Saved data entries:

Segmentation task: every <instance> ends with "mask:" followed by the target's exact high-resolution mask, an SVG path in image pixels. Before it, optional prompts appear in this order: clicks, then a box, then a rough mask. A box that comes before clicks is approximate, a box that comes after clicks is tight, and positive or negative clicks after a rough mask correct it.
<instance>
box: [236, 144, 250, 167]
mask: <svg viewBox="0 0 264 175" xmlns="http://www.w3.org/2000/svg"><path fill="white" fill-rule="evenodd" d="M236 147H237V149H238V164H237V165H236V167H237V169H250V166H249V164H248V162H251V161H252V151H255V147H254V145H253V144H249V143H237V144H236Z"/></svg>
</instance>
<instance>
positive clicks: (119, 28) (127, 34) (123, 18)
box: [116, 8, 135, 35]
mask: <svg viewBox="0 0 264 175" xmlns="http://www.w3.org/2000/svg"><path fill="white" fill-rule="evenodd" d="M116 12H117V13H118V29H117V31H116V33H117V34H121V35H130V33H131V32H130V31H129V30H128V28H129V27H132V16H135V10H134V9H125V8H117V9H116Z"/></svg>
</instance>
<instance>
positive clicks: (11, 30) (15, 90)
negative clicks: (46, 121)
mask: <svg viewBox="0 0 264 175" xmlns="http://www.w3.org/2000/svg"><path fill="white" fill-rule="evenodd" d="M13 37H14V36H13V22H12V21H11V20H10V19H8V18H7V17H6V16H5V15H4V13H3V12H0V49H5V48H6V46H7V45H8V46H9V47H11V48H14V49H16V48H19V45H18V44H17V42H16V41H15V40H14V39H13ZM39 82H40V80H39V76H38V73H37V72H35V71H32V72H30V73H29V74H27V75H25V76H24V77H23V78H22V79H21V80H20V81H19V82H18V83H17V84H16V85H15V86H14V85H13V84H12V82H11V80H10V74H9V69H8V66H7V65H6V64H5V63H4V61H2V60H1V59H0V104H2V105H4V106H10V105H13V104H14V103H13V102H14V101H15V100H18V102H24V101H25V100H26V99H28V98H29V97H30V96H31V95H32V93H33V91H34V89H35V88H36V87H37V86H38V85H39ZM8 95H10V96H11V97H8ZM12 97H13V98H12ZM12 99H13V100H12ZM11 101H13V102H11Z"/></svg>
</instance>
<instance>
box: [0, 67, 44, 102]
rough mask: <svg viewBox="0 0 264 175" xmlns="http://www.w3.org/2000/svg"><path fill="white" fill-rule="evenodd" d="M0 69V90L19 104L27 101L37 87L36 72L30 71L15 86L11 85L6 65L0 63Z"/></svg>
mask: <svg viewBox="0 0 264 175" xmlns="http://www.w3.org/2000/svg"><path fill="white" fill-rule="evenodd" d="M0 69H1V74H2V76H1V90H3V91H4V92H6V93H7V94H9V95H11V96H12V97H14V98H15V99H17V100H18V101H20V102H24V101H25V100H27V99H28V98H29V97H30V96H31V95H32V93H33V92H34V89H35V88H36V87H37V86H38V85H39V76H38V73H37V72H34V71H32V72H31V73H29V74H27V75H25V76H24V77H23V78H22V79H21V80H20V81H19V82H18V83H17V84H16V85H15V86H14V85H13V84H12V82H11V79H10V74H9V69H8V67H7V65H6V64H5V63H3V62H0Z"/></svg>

**Action item**
Please copy each entry. Leave nothing out.

**Output**
Segmentation task: every <instance> ends with "mask:" followed by the target's exact high-resolution mask, an SVG path in image pixels. Before it, optional prompts appear in this order: clicks, then a box, then a rough mask. A box that comes before clicks is approximate, a box that comes after clicks is tight, and positive or negative clicks after a rough mask correct it.
<instance>
box: [236, 144, 250, 167]
mask: <svg viewBox="0 0 264 175" xmlns="http://www.w3.org/2000/svg"><path fill="white" fill-rule="evenodd" d="M236 147H237V149H238V164H237V165H236V167H237V169H250V166H249V164H248V162H251V161H252V151H255V147H254V145H253V144H249V143H237V144H236Z"/></svg>
</instance>
<instance>
positive clicks: (119, 28) (127, 34) (123, 18)
box: [116, 8, 135, 35]
mask: <svg viewBox="0 0 264 175" xmlns="http://www.w3.org/2000/svg"><path fill="white" fill-rule="evenodd" d="M116 12H117V13H118V29H117V31H116V33H117V34H121V35H130V33H131V32H130V31H129V30H128V28H129V27H132V16H135V10H134V9H125V8H117V9H116Z"/></svg>
</instance>
<instance>
positive clicks: (11, 30) (15, 90)
negative clicks: (46, 121)
mask: <svg viewBox="0 0 264 175" xmlns="http://www.w3.org/2000/svg"><path fill="white" fill-rule="evenodd" d="M13 37H14V36H13V22H12V21H11V20H10V19H8V18H7V17H6V16H5V15H4V13H3V12H0V49H5V48H6V46H7V45H8V46H9V47H11V48H14V49H16V48H19V45H18V44H17V42H16V41H15V40H14V39H13ZM39 82H40V80H39V76H38V73H37V72H35V71H32V72H30V73H29V74H27V75H25V76H24V77H23V78H22V79H21V80H20V81H19V82H18V83H17V84H16V85H15V86H14V85H13V84H12V82H11V80H10V74H9V69H8V66H7V65H6V64H5V63H4V61H2V60H1V59H0V104H2V105H4V106H10V105H13V104H14V103H13V102H14V101H15V100H18V102H24V101H25V100H26V99H28V98H29V97H30V96H31V95H32V93H33V91H34V89H35V88H36V87H37V86H38V85H39ZM8 95H10V96H11V97H8ZM12 97H13V98H12ZM12 99H13V100H12ZM11 101H13V102H11Z"/></svg>
</instance>
<instance>
box: [0, 67, 44, 102]
rough mask: <svg viewBox="0 0 264 175" xmlns="http://www.w3.org/2000/svg"><path fill="white" fill-rule="evenodd" d="M0 69V90L19 104L27 101L37 87L36 72L30 71L15 86L11 85L6 65L0 63Z"/></svg>
mask: <svg viewBox="0 0 264 175" xmlns="http://www.w3.org/2000/svg"><path fill="white" fill-rule="evenodd" d="M0 69H1V74H2V76H1V90H3V91H4V92H6V93H7V94H9V95H11V96H12V97H14V98H15V99H17V100H18V101H20V102H24V101H25V100H27V99H28V98H29V97H30V96H31V95H32V93H33V92H34V89H35V88H36V87H37V86H38V85H39V76H38V73H37V72H34V71H32V72H31V73H29V74H27V75H25V76H24V77H23V78H22V79H21V80H20V81H19V82H18V83H17V84H16V85H15V86H14V85H13V84H12V82H11V79H10V74H9V69H8V67H7V65H6V64H5V63H3V62H0Z"/></svg>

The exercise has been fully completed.